━━━━━ Page extract

24

How can I display the IP address shown on eth0 using a script ?

17 Answers 17

29

save this in a file and then run bash <filename>

#!/bin/bash
ifconfig eth0 | grep "inet addr"

being more accurate to get only number showing IP address:

#!/bin/bash
ifconfig eth0 | grep "inet addr" | cut -d ':' -f 2 | cut -d ' ' -f 1

Update: If this doesn't works for you, try the other answer

  • 3
    of course this doesn't work in the latest ubuntu. the latest ifconfig returns "inet <ip>" instead of "inet addr <ip>" – thang Nov 14 '18 at 23:10
  • you can just use grep "inet" – Andrei Radulescu Nov 10 '19 at 15:11
  • here is an updated solution for ifconfig version "net-tools 2.10-alpha" : ifconfig eth0 | grep "inet" | grep -v "inet6" | sed -e 's/^[[:space:]]*//' | cut -d ' ' -f 2 – Maxime Ancelin Feb 13 at 9:03
  • 1
    @MaximeAncelin you should add new answer for this – Edward Torvalds Feb 13 at 9:57
27

For the sake of providing another option, you could use the ip addr command this way to get the IP address:

ip addr show eth0 | grep "inet\b" | awk '{print $2}' | cut -d/ -f1
  • ip addr show eth0 shows information about eth0
  • grep "inet\b" only shows the line that has the IPv4 address (if you wanted the IPv6 address, change it to "inet6\b")

━━━━━━━━━━
━━━━━ Dataset extract

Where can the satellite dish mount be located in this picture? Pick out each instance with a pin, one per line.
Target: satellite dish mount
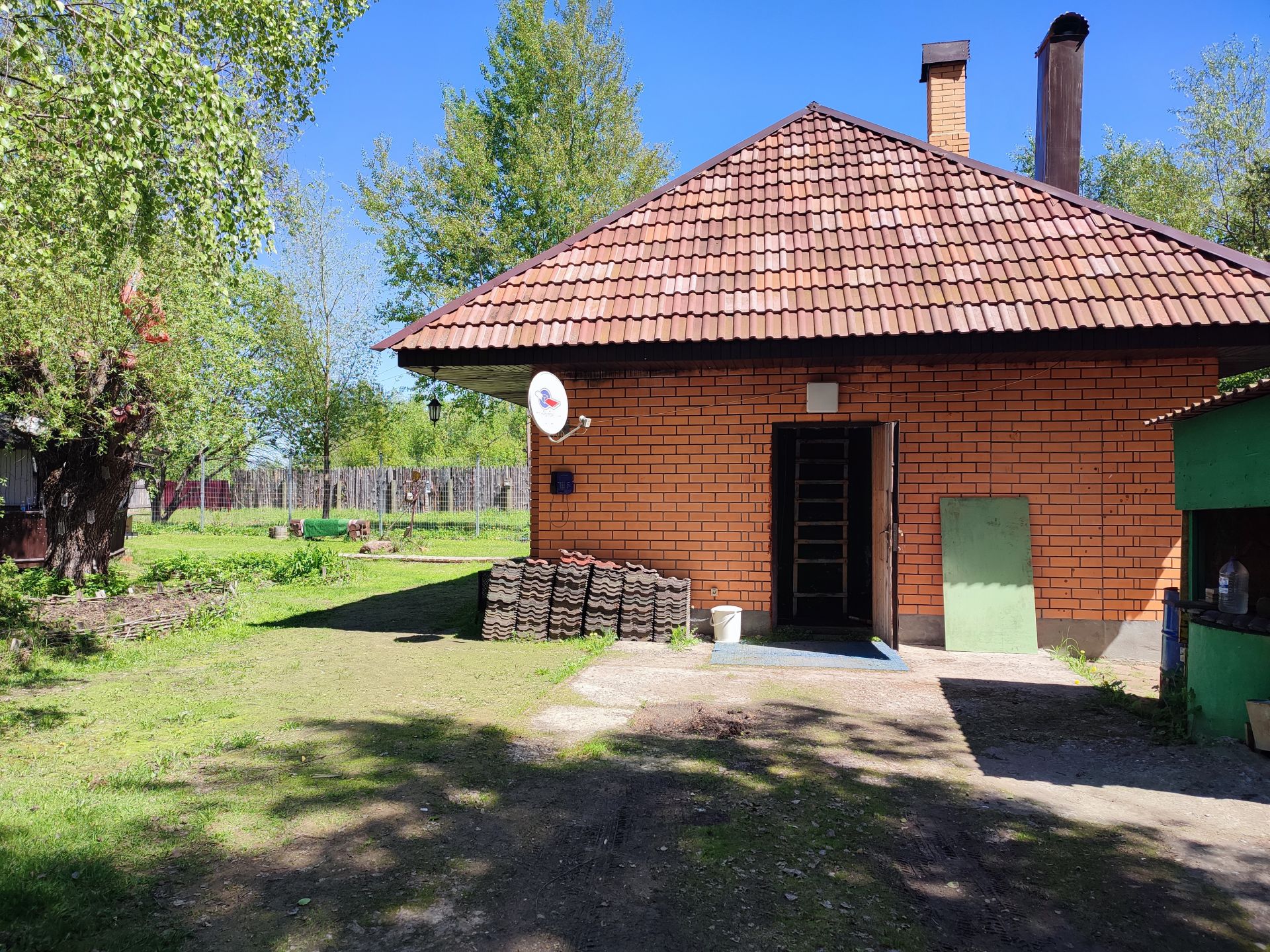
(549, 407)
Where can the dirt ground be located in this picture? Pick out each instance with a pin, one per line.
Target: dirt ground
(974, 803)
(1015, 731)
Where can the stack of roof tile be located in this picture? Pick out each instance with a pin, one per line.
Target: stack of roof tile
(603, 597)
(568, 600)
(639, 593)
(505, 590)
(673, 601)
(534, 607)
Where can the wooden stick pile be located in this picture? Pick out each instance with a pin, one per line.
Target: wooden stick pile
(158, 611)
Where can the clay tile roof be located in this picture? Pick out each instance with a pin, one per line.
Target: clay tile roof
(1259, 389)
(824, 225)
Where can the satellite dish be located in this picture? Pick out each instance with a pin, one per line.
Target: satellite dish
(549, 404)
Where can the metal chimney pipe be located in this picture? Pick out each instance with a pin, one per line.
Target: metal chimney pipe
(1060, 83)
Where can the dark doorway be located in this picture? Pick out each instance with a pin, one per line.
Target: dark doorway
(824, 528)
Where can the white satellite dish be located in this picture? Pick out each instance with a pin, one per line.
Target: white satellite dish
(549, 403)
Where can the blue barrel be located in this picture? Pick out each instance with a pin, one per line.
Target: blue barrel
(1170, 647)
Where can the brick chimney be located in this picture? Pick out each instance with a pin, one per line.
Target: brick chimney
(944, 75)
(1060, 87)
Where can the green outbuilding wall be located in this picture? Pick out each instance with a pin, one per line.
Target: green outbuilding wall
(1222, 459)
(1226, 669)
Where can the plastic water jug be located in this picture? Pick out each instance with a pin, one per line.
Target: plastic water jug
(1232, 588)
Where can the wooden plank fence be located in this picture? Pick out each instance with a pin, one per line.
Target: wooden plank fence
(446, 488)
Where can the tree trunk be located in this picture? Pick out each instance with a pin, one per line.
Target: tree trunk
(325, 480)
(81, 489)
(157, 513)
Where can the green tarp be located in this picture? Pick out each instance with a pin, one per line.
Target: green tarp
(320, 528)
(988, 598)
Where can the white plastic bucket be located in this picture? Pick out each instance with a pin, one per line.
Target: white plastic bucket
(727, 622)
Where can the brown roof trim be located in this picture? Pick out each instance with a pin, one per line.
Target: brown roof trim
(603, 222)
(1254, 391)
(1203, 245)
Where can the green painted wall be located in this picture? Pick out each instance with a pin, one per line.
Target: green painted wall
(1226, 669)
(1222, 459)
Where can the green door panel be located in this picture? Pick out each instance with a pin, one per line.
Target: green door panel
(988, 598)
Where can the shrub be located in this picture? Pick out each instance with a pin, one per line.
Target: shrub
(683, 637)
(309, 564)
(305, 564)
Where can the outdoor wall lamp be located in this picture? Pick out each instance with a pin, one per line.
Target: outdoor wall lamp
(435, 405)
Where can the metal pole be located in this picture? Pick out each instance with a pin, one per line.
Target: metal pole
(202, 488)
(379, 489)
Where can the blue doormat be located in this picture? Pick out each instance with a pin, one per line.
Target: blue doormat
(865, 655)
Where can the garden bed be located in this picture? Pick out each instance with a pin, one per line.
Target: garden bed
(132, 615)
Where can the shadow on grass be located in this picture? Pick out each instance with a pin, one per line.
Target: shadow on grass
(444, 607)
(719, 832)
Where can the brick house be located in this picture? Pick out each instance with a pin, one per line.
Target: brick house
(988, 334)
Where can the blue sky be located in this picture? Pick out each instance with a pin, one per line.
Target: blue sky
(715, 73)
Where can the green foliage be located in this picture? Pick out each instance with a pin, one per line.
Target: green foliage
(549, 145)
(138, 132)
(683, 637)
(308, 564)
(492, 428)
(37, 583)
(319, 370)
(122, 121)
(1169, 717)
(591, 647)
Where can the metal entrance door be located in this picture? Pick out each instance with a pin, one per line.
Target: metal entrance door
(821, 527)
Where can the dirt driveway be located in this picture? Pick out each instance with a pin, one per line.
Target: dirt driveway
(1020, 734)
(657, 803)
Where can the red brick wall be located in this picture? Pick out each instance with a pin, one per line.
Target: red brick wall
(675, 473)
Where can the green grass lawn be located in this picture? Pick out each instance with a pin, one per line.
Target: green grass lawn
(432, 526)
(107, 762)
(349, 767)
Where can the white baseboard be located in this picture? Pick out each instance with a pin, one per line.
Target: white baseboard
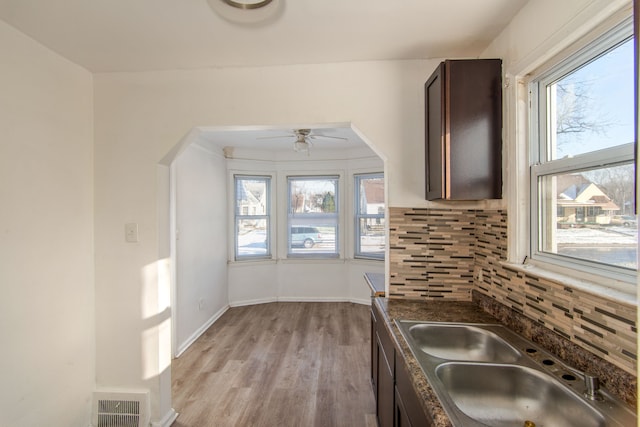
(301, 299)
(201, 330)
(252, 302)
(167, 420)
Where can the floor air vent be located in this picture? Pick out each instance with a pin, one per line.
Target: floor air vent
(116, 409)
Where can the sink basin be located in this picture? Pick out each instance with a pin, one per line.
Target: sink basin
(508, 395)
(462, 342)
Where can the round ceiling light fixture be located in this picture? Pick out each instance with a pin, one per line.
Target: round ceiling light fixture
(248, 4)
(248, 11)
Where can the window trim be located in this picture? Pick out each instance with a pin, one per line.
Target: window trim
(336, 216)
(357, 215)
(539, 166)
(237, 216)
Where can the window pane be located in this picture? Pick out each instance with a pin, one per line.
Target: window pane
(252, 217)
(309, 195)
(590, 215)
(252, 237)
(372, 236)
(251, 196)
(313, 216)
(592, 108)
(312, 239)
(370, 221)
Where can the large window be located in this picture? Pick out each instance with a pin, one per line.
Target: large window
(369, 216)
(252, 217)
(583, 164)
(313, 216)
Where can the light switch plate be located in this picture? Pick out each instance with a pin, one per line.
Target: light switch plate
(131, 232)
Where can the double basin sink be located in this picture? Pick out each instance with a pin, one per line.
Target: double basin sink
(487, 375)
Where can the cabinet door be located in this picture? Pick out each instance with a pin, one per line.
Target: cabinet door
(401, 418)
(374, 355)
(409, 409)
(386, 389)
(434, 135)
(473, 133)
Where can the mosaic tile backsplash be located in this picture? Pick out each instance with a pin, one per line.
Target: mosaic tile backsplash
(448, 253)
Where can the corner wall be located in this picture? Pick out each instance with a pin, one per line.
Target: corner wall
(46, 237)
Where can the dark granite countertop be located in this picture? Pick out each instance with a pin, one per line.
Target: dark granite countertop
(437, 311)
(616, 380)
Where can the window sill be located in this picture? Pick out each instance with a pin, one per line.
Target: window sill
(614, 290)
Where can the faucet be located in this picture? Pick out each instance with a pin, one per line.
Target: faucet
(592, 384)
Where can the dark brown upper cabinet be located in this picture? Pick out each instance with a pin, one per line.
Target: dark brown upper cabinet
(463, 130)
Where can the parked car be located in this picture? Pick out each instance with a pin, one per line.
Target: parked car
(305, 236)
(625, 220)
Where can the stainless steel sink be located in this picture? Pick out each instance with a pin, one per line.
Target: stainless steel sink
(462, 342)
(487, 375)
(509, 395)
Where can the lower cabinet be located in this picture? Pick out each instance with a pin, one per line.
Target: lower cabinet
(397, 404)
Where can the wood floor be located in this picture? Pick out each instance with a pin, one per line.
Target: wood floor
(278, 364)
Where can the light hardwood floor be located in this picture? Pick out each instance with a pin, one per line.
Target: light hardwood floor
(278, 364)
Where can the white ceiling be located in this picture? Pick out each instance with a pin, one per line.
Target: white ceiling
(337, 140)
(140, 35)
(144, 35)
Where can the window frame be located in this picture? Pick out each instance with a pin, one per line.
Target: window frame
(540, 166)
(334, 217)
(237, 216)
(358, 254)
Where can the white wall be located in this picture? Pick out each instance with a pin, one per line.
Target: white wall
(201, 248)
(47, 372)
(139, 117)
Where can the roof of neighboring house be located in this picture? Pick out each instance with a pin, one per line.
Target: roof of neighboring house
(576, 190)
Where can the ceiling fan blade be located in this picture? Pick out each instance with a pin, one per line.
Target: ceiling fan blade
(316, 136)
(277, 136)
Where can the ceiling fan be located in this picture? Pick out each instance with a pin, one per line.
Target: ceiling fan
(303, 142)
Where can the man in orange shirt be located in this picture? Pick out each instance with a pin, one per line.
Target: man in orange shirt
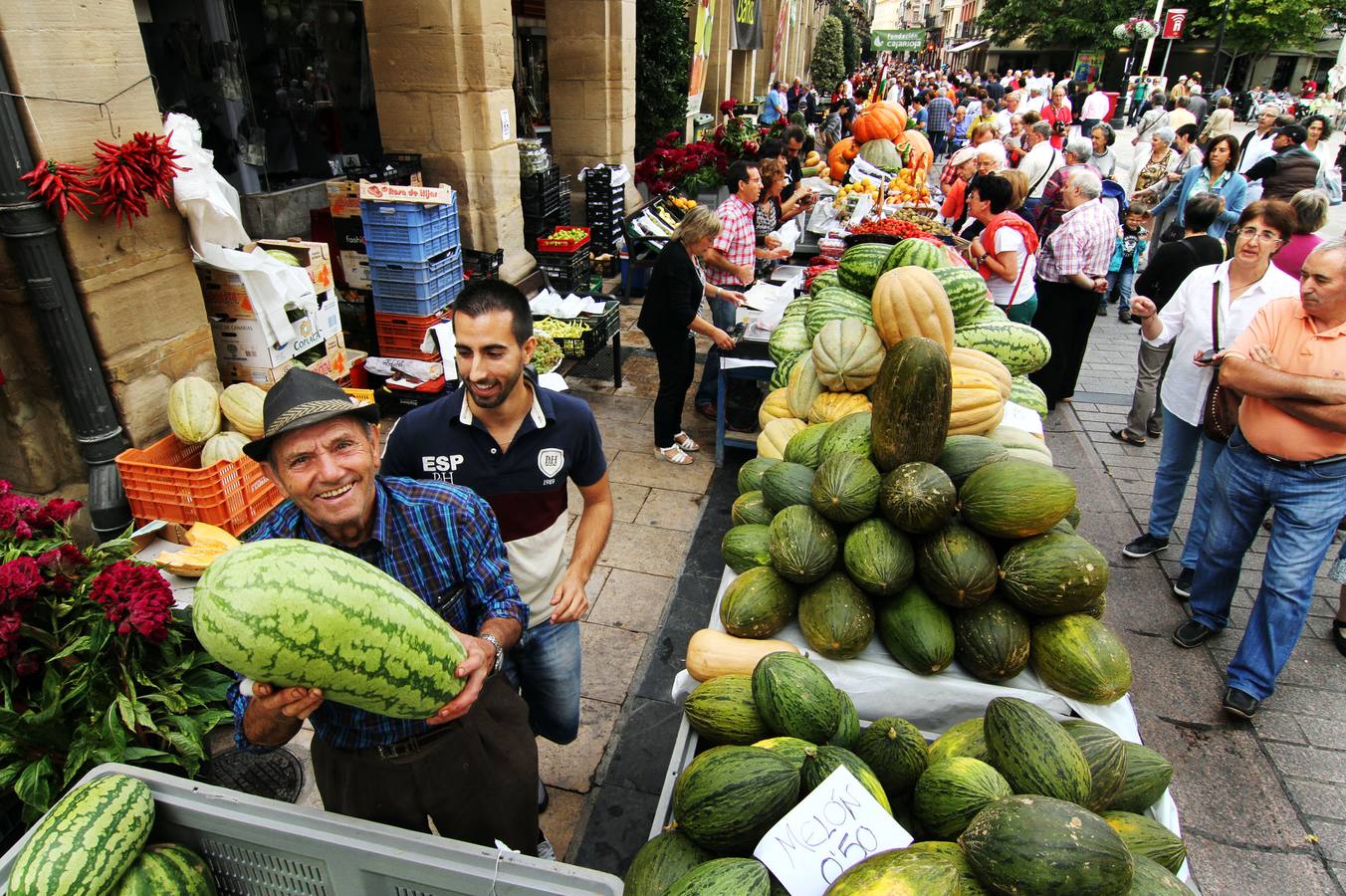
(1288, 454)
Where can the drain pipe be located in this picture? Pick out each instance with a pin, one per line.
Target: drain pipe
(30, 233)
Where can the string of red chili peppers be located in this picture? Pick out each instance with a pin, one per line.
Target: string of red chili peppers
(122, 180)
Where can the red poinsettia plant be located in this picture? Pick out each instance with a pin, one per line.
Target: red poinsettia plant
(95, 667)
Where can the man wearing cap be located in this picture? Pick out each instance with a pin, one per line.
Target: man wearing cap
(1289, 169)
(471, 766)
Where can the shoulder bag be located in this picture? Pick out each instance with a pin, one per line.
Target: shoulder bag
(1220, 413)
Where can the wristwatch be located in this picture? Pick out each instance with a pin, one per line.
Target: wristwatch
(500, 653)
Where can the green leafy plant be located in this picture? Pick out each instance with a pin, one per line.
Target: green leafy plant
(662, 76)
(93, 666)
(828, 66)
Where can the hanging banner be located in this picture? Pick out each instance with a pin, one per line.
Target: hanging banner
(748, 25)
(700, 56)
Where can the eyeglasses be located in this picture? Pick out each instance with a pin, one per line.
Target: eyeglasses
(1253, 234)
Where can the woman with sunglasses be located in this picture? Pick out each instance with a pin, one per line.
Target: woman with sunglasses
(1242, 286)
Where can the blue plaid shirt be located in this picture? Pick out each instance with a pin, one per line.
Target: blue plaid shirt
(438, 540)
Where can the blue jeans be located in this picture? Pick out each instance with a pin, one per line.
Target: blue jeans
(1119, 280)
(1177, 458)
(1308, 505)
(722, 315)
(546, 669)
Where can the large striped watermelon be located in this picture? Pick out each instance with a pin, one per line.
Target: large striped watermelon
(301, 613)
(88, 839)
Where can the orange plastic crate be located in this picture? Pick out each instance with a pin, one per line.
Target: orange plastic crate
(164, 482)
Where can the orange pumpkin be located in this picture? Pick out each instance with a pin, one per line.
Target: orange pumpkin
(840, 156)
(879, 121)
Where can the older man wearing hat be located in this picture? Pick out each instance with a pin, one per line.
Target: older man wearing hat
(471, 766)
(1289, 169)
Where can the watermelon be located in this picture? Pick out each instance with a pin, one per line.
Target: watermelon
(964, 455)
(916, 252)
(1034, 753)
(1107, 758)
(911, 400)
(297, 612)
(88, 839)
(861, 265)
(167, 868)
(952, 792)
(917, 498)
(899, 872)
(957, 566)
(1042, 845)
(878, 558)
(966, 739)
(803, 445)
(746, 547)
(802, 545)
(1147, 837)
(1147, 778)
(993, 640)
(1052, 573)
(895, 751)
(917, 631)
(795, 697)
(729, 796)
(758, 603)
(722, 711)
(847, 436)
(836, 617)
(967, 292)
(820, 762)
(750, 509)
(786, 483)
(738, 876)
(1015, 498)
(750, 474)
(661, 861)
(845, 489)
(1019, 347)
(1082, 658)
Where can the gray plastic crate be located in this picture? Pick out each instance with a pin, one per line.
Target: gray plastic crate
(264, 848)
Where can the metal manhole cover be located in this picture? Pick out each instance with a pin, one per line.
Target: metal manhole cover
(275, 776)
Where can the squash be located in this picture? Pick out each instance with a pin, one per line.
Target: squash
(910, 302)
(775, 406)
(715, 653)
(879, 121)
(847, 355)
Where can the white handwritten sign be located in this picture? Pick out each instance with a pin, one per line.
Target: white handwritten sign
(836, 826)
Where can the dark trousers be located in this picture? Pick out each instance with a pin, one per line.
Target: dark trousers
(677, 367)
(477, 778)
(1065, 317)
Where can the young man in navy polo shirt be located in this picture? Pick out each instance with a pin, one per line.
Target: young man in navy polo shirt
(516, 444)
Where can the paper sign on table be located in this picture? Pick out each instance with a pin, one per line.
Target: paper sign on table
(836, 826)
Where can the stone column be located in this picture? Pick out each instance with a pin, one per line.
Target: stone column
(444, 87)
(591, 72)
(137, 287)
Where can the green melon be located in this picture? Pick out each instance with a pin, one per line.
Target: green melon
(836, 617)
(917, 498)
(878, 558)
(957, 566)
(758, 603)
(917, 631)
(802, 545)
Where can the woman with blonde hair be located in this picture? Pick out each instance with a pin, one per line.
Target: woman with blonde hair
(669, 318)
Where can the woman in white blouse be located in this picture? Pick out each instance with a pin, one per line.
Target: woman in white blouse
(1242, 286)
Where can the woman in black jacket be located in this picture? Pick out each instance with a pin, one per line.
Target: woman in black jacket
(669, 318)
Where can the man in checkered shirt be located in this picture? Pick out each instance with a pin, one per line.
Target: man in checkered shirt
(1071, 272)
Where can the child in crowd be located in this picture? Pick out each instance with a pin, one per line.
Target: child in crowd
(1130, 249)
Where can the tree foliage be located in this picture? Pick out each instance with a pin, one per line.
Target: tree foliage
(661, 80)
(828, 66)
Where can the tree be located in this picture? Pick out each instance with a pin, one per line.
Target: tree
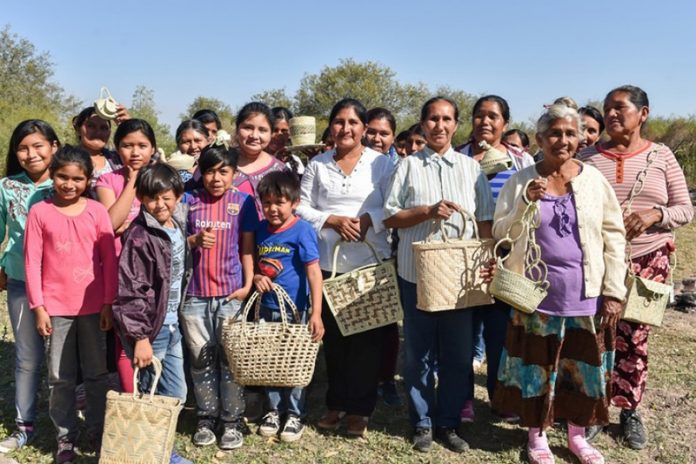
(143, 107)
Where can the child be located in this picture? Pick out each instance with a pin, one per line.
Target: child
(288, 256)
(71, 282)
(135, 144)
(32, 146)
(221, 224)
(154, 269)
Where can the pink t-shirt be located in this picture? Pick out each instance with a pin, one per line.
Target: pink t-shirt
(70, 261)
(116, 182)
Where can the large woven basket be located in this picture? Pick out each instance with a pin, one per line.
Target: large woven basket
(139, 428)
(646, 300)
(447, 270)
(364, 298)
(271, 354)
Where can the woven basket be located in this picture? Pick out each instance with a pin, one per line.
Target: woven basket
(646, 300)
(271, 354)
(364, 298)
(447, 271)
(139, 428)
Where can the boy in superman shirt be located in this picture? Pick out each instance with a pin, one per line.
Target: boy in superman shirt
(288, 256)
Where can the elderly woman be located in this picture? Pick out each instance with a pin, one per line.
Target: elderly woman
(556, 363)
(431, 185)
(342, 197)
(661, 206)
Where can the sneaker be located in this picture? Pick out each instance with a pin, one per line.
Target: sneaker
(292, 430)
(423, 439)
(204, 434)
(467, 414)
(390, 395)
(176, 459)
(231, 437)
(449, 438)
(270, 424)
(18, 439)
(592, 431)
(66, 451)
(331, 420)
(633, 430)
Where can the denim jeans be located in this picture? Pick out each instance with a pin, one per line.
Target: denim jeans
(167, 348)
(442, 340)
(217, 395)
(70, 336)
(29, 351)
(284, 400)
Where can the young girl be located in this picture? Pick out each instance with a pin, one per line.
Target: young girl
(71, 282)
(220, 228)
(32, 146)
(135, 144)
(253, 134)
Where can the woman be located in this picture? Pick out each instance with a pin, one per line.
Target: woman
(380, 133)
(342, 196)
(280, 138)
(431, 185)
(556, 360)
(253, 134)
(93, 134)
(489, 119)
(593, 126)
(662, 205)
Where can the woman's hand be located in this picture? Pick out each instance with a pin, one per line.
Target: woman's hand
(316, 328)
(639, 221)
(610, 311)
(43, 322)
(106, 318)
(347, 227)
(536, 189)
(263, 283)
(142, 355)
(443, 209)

━━━━━━━━━━

Work to complete:
- A) Copy the whole thread on getting the eth0 IP address word for word.
- B) Repeat the listing word for word from its first line through the line containing "(1170, 647)", and leave the pictures out.
The thread on getting the eth0 IP address has no connection to the listing.

Worked solutions:
- A)
24

How can I display the IP address shown on eth0 using a script ?

17 Answers 17

29

save this in a file and then run bash <filename>

#!/bin/bash
ifconfig eth0 | grep "inet addr"

being more accurate to get only number showing IP address:

#!/bin/bash
ifconfig eth0 | grep "inet addr" | cut -d ':' -f 2 | cut -d ' ' -f 1

Update: If this doesn't works for you, try the other answer

  • 3
    of course this doesn't work in the latest ubuntu. the latest ifconfig returns "inet <ip>" instead of "inet addr <ip>" – thang Nov 14 '18 at 23:10
  • you can just use grep "inet" – Andrei Radulescu Nov 10 '19 at 15:11
  • here is an updated solution for ifconfig version "net-tools 2.10-alpha" : ifconfig eth0 | grep "inet" | grep -v "inet6" | sed -e 's/^[[:space:]]*//' | cut -d ' ' -f 2 – Maxime Ancelin Feb 13 at 9:03
  • 1
    @MaximeAncelin you should add new answer for this – Edward Torvalds Feb 13 at 9:57
27

For the sake of providing another option, you could use the ip addr command this way to get the IP address:

ip addr show eth0 | grep "inet\b" | awk '{print $2}' | cut -d/ -f1
  • ip addr show eth0 shows information about eth0
  • grep "inet\b" only shows the line that has the IPv4 address (if you wanted the IPv6 address, change it to "inet6\b")

- B)
Where can the satellite dish mount be located in this picture? Pick out each instance with a pin, one per line.
Target: satellite dish mount
(549, 407)
Where can the dirt ground be located in this picture? Pick out each instance with a pin, one per line.
Target: dirt ground
(974, 803)
(1015, 731)
Where can the stack of roof tile be located in this picture? Pick out each instance with a pin, one per line.
Target: stack of roof tile
(603, 597)
(568, 600)
(639, 593)
(505, 590)
(673, 601)
(534, 607)
Where can the wooden stick pile be located in this picture? Pick out each instance with a pin, one per line.
Target: wooden stick pile
(158, 611)
Where can the clay tile roof be located in this picture? Pick out each instance with a pin, one per line.
Target: clay tile roof
(1259, 389)
(824, 225)
Where can the satellite dish be located in this picture? Pick out each instance with a pin, one per line.
Target: satellite dish
(549, 404)
Where can the metal chimney pipe be located in this picture? Pick out each instance with a pin, one per line.
Target: metal chimney pipe
(1060, 83)
Where can the dark doorway be located in this picture? Pick out each instance with a pin, one per line.
Target: dark doorway
(824, 528)
Where can the white satellite dish be located in this picture? Pick out each instance with a pin, one per line.
Target: white satellite dish
(549, 403)
Where can the blue barrel be located in this picture? Pick out each instance with a pin, one per line.
Target: blue barrel
(1170, 647)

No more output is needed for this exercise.